::: Text shown :::

Hap Tivey began creating light installations and sculptures during the late sixties in Los Angeles.  By 1973 he completed a complex of interior light environments that he exhibited privately in his Pasadena studio. These early creations reflected the influence of L.A. light artists such as Doug Wheeler and James Turrell, with whom he collaborated on large-scale search light structures.  Throughout the 70’s he produced a large body of light installations in public galleries that invited viewers into large fields of undifferentiated light, where they experienced intensely saturated color with apparently infinite depth.  Many of those works produced the impression of looking into deep cloudless skies. In the case of the Irvine and Spring Street Situations, a viewer was literally enveloped by empty color and ambiguous space.

 

His first commercial exhibition in New York at Blum Helman moved that impression of infinite light into the rectangle and onto the wall with a painting format that presented a surface of light rather than a surface of paint.  In this new portable field, the viewer encountered the brilliant saturated colors of earlier installations only as auras that hovered around primary shapes of shifting silver light in a field of darkness.  During the eighties, his shows at Blum Helman, Landau-Alexander, Margo Leavin and Elizabeth Leach expanded that palette of light into a full range of colors that maintained a sense of infinite light within a soft matte surface.  The luminosity within the paintings was the result of ambient light in the room and would change with the time of day, type of illumination source, and position of the viewer.  The works retained the interactive characteristic of the installations on a subtler scale.

 

Following the Museum of Modern Art’s acquisition, more of the gallery pieces found their way into shows and collections, and Tivey spent less time making public light installations and focused on creating a sculptural format that used the same materials as the paintings, but included a light source within the structure.  Two important installations evolved during that period, the DeMenil house and the Picasso tearoom.  The first was a dark light installation created for the ground floor of Christophe DeMenil’s Frank Gehry house.  It involved columns of light hovering over surfaces of water in a darkened room.  The second, created for Claude Picasso in his La Villette studio outside Paris, employed the same surface used on the sculptures for one wall of the room.  At particular hours of the day, it allowed sun projections to articulate a sculptural structure embedded in the field of light.   The Diane Brown show in New York saw a shift in Tivey’s presentation of light from an actual encounter to an abstraction of theoretical light and an illusion of luminosity. The Prudential Collection acquired most of that suite of images titled “Myth of the Machine”.

 

Tivey continued the development of light sculptures into the nineties, and as the computer’s graphic power evolved, he developed a technique of using pen-plotting machines to create images on light sensitive surfaces.  These new images had the interactive properties of the earlier light paintings and sculptures, but like holograms shifting around and through fixed images, the light was pure refracted color, intensely saturated and responsive to the slightest movement of viewer or source.  Digital imaging techniques developed during that time led to a series of video installations.  The first series, presented in southern France, used a cave that had been sporadically inhabited for roughly five thousand years.  Viewers entered the cave and after adapting to the darkness found one wall animated by digital projection.  This exhibition continued for four years and evolved into the Origins project that spanned the next five.  Origins consisted of almost an hour of animated images visually describing the theoretical beginning and condition of the universe.  It presented a video projection on large multilayered screens and was accompanied by a suite of prints.

::: Raw data :::

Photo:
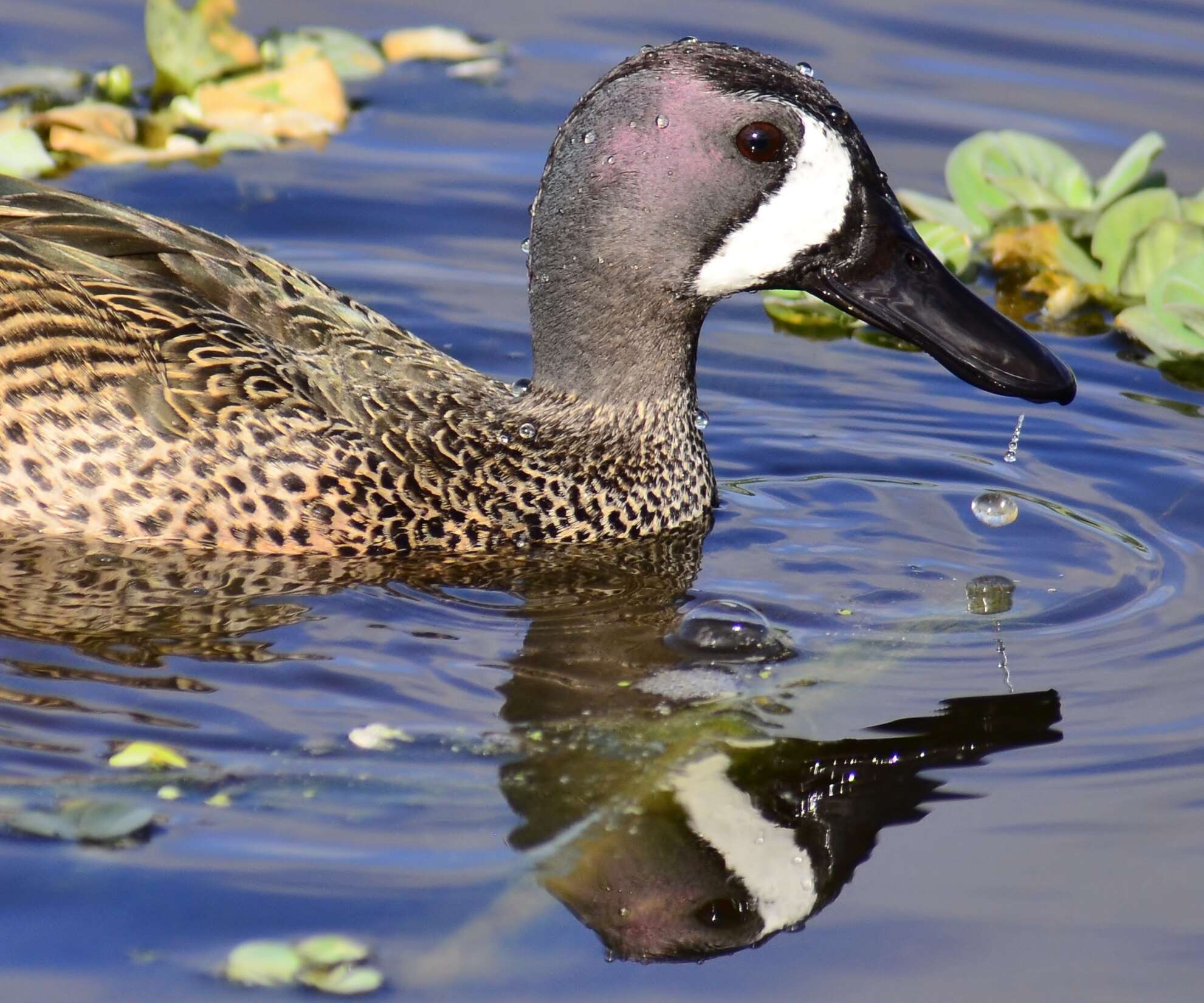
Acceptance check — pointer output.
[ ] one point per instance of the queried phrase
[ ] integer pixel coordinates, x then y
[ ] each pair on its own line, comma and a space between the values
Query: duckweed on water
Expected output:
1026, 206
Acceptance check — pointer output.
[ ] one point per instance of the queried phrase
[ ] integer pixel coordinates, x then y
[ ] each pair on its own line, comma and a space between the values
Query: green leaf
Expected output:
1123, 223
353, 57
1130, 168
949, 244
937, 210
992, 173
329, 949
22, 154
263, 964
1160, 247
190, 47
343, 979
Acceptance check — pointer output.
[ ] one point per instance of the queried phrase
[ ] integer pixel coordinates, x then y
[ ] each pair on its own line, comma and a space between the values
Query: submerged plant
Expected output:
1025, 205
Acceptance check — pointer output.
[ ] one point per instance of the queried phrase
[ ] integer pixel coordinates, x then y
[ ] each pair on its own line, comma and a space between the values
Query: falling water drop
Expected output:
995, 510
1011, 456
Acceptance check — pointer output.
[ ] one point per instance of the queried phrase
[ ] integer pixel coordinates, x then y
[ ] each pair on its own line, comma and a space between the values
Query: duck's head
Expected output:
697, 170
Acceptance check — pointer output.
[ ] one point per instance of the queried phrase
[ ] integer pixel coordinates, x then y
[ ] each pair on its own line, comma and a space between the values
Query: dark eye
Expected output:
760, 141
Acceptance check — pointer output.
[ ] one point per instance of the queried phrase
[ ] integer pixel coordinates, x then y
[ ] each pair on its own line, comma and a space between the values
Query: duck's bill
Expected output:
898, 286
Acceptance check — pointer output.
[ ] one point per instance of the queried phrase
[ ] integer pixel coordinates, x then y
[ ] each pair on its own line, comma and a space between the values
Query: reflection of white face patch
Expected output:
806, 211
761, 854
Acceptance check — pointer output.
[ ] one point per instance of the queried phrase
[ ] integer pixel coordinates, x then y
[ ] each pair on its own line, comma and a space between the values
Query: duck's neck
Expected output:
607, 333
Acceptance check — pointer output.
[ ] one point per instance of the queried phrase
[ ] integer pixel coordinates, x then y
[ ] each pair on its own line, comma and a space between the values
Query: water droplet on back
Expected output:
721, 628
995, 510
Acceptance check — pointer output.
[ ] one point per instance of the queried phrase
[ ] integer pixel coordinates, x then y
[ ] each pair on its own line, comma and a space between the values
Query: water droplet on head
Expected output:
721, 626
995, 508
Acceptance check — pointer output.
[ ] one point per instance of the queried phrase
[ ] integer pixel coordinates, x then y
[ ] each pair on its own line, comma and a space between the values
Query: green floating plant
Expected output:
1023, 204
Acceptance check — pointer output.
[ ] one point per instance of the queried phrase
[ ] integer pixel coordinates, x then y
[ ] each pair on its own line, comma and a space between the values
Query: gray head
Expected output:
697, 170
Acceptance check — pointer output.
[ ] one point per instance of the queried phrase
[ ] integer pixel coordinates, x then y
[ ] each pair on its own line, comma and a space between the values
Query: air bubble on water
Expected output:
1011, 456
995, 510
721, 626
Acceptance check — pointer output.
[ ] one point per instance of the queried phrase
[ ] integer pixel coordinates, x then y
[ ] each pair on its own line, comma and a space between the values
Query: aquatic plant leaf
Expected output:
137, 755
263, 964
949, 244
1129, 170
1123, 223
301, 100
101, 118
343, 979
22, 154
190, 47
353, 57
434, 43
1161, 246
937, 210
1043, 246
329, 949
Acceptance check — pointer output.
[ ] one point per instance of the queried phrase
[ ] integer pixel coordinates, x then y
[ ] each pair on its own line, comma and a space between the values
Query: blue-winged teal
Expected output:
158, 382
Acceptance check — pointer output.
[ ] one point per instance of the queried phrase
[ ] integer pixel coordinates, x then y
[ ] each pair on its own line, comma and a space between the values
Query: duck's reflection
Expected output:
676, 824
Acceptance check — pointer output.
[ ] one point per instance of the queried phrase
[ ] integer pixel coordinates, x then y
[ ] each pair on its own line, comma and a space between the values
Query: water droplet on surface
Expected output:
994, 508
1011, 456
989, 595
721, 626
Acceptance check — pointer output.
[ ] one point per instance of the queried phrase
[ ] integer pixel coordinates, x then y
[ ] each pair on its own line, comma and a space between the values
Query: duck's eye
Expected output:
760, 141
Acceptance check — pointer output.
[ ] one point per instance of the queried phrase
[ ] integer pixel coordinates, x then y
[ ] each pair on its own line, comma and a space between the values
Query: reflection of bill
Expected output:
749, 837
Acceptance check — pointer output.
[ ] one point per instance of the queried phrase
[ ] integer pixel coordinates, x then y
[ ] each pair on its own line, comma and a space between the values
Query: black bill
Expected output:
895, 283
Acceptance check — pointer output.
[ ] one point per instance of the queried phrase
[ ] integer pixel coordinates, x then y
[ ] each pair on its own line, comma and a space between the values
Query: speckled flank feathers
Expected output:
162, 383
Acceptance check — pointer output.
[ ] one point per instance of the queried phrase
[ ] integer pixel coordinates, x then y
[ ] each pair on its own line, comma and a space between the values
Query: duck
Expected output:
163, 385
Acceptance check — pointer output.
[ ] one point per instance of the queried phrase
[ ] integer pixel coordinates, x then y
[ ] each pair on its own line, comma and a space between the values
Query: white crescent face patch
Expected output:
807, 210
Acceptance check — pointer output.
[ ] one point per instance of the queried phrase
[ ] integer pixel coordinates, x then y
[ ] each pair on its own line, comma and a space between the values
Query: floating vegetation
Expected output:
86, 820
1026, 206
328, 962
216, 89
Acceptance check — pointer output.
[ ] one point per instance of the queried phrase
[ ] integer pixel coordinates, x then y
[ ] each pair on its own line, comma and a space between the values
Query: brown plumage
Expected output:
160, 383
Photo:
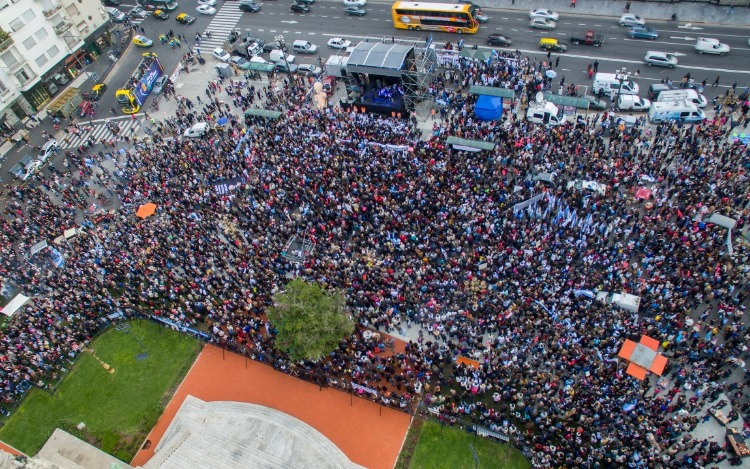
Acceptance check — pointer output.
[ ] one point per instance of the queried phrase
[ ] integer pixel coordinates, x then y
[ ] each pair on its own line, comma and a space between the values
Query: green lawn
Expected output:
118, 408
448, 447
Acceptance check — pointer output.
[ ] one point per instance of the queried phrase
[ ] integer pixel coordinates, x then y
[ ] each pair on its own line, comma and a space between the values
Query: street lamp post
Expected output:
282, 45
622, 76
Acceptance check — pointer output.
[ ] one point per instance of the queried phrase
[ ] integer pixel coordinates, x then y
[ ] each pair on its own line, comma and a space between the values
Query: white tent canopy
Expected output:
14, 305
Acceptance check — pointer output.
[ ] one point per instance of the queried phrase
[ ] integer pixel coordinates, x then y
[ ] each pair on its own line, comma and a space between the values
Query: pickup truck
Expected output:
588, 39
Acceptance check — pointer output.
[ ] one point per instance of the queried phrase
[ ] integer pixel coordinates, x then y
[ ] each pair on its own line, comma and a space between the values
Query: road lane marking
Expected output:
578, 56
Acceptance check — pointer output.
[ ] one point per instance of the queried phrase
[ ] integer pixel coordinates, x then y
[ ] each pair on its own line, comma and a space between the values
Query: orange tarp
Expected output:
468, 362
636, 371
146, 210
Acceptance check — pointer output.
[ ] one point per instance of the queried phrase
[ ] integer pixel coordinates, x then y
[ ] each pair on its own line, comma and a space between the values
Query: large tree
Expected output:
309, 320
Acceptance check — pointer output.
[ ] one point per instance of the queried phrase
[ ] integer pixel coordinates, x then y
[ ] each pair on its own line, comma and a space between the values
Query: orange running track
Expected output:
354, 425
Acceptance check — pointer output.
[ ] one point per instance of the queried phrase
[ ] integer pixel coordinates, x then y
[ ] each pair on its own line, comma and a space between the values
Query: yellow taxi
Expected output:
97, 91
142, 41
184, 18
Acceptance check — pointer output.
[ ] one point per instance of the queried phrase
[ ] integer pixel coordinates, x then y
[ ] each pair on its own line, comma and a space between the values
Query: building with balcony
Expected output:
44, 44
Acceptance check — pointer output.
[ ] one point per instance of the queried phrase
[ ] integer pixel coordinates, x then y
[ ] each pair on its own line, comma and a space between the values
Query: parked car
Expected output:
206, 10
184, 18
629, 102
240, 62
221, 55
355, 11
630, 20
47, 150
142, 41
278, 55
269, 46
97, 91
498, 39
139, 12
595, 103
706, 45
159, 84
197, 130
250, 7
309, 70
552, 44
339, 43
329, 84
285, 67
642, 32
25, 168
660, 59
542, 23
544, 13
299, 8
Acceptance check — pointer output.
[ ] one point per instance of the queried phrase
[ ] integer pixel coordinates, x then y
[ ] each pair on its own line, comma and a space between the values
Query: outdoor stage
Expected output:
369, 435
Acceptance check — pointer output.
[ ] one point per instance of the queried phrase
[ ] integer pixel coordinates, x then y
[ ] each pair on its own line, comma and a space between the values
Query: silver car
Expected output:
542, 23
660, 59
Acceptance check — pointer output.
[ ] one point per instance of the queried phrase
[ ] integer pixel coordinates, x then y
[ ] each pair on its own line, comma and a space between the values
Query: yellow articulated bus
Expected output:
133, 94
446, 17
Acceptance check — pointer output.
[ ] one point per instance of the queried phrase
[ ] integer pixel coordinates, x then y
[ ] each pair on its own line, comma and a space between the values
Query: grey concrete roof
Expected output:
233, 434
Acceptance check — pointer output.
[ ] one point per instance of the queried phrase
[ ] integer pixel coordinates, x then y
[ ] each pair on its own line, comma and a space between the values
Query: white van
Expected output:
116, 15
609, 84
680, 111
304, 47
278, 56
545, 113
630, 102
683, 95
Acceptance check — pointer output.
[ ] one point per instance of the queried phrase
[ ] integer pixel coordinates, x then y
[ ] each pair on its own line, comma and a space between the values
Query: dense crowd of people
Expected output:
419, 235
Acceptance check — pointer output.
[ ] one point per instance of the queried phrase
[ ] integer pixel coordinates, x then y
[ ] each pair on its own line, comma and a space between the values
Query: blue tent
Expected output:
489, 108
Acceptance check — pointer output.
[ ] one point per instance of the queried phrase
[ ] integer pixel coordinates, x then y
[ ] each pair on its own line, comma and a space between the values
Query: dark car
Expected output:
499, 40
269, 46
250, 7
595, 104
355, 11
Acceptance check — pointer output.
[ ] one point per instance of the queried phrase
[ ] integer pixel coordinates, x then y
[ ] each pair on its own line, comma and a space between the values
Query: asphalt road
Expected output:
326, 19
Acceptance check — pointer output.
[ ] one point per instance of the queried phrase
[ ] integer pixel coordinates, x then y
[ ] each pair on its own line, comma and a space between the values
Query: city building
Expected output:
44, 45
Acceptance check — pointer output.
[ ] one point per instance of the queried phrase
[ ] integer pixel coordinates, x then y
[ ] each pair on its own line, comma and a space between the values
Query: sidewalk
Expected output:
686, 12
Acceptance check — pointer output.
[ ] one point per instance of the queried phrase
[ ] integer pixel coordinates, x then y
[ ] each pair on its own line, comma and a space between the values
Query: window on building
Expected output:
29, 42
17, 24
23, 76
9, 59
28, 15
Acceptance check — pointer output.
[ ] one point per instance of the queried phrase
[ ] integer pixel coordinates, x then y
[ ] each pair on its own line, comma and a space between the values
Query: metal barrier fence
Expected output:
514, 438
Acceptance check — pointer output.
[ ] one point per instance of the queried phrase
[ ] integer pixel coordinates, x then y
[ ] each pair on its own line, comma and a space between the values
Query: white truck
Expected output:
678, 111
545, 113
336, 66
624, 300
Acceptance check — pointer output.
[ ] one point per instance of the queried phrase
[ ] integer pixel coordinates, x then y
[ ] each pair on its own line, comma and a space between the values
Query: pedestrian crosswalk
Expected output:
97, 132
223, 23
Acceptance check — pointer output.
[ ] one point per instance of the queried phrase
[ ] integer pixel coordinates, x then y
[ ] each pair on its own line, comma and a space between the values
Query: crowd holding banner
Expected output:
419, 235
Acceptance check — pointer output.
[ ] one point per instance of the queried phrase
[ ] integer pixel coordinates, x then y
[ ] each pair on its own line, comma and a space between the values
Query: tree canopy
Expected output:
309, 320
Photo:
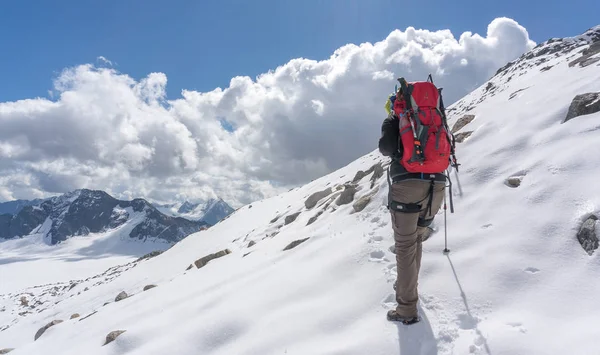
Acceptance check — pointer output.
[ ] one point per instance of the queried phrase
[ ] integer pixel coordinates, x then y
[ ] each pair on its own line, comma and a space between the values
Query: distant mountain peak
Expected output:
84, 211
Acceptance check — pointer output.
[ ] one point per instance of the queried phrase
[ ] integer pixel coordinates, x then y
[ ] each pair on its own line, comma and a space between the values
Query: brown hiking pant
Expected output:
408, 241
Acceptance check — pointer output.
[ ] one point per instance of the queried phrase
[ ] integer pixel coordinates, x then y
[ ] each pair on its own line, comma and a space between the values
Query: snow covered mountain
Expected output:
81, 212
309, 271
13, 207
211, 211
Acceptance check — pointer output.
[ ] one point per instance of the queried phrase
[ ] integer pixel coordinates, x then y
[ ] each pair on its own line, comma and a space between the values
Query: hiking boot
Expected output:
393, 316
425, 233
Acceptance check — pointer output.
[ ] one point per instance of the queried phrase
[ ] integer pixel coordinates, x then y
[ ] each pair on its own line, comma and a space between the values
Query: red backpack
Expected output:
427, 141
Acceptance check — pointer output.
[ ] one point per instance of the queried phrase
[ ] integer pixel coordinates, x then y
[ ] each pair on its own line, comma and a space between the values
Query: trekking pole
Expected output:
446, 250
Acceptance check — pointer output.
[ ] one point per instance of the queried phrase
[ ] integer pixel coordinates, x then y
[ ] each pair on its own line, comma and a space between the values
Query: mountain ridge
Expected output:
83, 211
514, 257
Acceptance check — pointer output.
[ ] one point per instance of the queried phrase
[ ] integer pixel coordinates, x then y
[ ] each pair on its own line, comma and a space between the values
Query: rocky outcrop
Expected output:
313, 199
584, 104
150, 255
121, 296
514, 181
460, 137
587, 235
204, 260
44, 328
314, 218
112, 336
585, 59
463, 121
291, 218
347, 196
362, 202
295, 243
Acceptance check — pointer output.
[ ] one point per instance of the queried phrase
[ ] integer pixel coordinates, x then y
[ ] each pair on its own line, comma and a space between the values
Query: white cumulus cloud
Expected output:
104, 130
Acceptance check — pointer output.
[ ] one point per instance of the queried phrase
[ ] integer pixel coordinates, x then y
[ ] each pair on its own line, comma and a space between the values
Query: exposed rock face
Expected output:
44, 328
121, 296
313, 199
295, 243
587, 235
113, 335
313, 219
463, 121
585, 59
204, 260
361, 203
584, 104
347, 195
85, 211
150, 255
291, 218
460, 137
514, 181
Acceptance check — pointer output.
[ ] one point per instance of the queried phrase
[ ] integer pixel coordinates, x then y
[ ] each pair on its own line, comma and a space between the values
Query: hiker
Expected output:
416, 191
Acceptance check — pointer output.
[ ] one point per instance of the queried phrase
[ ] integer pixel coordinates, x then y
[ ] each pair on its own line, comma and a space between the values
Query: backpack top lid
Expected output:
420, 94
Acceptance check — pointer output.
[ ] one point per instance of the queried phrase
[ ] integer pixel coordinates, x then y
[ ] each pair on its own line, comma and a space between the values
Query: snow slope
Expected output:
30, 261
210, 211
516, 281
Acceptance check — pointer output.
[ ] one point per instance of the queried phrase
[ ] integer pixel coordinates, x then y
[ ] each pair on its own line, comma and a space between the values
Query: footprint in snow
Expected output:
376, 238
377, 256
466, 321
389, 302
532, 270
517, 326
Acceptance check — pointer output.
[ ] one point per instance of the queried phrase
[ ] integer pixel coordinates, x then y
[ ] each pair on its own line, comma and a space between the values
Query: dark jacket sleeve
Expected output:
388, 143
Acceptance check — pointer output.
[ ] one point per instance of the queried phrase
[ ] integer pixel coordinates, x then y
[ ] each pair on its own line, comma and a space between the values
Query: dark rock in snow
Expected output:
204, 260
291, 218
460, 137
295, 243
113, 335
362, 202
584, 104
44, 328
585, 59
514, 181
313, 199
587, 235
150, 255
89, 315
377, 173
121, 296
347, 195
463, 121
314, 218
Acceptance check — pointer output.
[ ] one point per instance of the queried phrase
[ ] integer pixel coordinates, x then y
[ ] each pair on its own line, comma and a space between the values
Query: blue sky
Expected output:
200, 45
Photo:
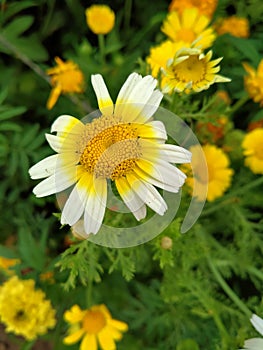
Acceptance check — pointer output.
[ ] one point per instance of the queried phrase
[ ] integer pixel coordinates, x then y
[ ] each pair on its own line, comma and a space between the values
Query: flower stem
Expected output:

:::

§ Assigned task 1
In the text about Hap Tivey, who was the second installation in the La Villette studio outside Paris created for?
§ Assigned task 2
Please rewrite the passage of the text about Hap Tivey starting with "Hap Tivey began" and going on through "and ambiguous space.", swapping "cloudless" for "clear".

§ Response box 1
Claude Picasso

§ Response box 2
Hap Tivey began creating light installations and sculptures during the late sixties in Los Angeles.  By 1973 he completed a complex of interior light environments that he exhibited privately in his Pasadena studio. These early creations reflected the influence of L.A. light artists such as Doug Wheeler and James Turrell, with whom he collaborated on large-scale search light structures.  Throughout the 70’s he produced a large body of light installations in public galleries that invited viewers into large fields of undifferentiated light, where they experienced intensely saturated color with apparently infinite depth.  Many of those works produced the impression of looking into deep clear skies. In the case of the Irvine and Spring Street Situations, a viewer was literally enveloped by empty color and ambiguous space.